多摩市は30日、職員が昇任試験を受けなくても、年齢や経験年数などに基づく選考で、給料表上、特別に昇給して上位の職務給をもらえる「1職2級制度」を廃止した。職務・職責に応じた職務給に転換するのが狙い。給与水準を押し上げる一因にもなっていたという。
 市人事課によると、市は1992年に都の給料表に準拠した際、この制度も導入した。例えば、給料表上、主任職は3、4級、上位の係長職は4、5級になっており、選考により4級に昇給すれば、主任のまま係長の給料をもらえた。
 都は2007年度末に同制度を廃止。市も「年功的な給与上昇の抑制を図る」として職員組合と交渉し、「1職1級」に切り替える給与条例改正案を6月の市議会定例会に提案し、可決された。都市町村課によると、今年1月時点で多摩地区の自治体ではほかに、国立、小金井、八王子、小平の4市に同様の制度があった。国立市は4月に廃止し、小金井市は今年度末に廃止する予定。八王子市は廃止後の経過措置を巡り、職員組合と交渉を続けている。小平市も廃止に向け、職員組合と交渉している段階。

同記事では,多摩市における昇給制度を改正したことを紹介.
2009年6月15日付の日本経済新聞では,「平均給料と諸手当,ボーナスを合計して2008年4月時点の平均年収を推定」された全国の地方公務員給与の現況報道*1と報道.同報道では,「最高は東京都多摩市の845万円」と算出されている.また,より詳細な調査結果については,「日経グローカル」(No.126,2009年6月15日号)において,「全地方自治体の平均年収(一般職員)」の一覧とともに掲載*2されており,同誌の同記事も又,要参照.
同誌における分析結果を拝読すると,「多摩市が特に高くなったのは,人事制度が影響」とあり,その例示として「主事や主任を長く勤めていると,係長に昇格しなくても給料は係長並みに上が」(28頁)ることにある.あわせて,同記事にも紹介されているように,「市人事課では「1職2級制」と呼んでいた」(同頁)として,これに対しては「実際の職務よりも上の級の給料が支払われることは一般に,「わたり」として知られている」(同頁)とあり,いわゆる「給与管理の諸技術」*3として,補足説明が加えられている.同市の2008年度のラスパイレス指数は,102.3*4と,2008年度では,全国順位の上位20自治体には含まれない*5ものの,同紙(同誌)の調査結果では,上記の通り「各種手当をすべて足して,平均」(28頁)したことで,同結果になったとある.同誌では,同市が同結果の状況となった要因としては,「多摩市は,市民協働を推進しているため土日の出勤など時間外勤務が他の自治体より多い」(28〜29頁)こと,「住民一人あたりの職員数が少ないという事情もあり,残業時間は長くなりがち」(29頁)であることを指摘する.同誌では,同市が同記事にあるように,「6月議会に「一般職の職員の給与に関する条例」の改正案を提出した」ことを紹介もする.

------

* _課題内容_
上の原文から、「都は2007年度末に同制度を」で始まり「職員組合と交渉している段階。」で終わる箇所を一字一句変えずに出力してください。

* _データ_
------

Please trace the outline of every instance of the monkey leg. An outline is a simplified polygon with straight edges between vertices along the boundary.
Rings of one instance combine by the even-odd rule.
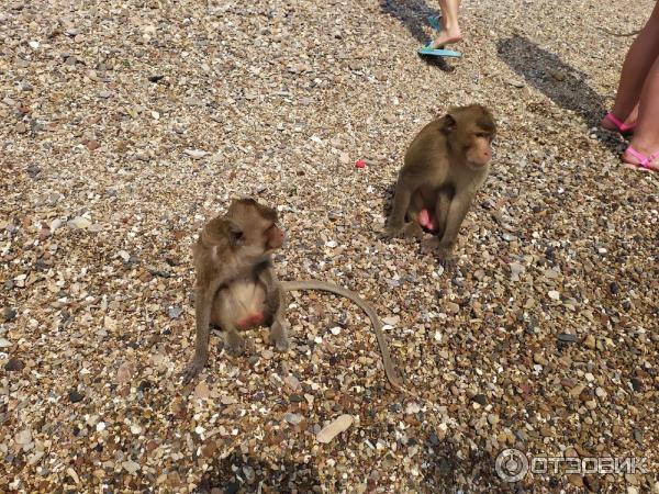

------

* _回答_
都は2007年度末に同制度を廃止。市も「年功的な給与上昇の抑制を図る」として職員組合と交渉し、「1職1級」に切り替える給与条例改正案を6月の市議会定例会に提案し、可決された。都市町村課によると、今年1月時点で多摩地区の自治体ではほかに、国立、小金井、八王子、小平の4市に同様の制度があった。国立市は4月に廃止し、小金井市は今年度末に廃止する予定。八王子市は廃止後の経過措置を巡り、職員組合と交渉を続けている。小平市も廃止に向け、職員組合と交渉している段階。